START Records to process

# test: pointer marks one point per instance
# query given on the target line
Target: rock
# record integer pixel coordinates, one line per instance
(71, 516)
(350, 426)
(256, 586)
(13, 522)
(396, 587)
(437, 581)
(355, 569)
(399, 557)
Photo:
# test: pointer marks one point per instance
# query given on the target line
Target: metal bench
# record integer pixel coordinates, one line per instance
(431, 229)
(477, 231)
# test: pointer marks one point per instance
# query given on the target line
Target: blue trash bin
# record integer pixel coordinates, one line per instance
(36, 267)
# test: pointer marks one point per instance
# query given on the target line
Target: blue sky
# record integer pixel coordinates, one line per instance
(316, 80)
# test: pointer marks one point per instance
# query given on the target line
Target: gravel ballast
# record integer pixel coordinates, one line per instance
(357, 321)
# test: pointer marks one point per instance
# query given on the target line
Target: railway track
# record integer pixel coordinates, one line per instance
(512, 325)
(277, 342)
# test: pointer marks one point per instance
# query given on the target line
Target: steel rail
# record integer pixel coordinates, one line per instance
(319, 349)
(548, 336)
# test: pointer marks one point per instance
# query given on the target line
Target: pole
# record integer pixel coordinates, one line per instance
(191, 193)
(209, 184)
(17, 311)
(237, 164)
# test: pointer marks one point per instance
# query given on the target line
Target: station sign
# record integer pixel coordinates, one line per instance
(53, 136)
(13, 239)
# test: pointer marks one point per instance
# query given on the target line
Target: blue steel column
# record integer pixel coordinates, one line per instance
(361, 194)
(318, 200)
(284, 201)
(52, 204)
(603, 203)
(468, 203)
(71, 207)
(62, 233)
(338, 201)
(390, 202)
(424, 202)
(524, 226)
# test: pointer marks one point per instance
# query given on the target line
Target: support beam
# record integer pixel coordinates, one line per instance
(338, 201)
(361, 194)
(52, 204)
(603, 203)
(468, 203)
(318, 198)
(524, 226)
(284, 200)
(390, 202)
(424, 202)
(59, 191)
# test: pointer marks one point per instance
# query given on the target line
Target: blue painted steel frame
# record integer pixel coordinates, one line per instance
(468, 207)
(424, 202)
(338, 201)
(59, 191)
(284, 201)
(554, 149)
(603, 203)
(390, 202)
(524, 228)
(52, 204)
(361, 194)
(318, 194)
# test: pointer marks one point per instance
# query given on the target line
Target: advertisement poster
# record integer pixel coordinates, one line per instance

END Records to process

▸ **The task**: Please give, as a bare number, how many lines in the listing above include the word "blue".

▸ **Output of the task**: 4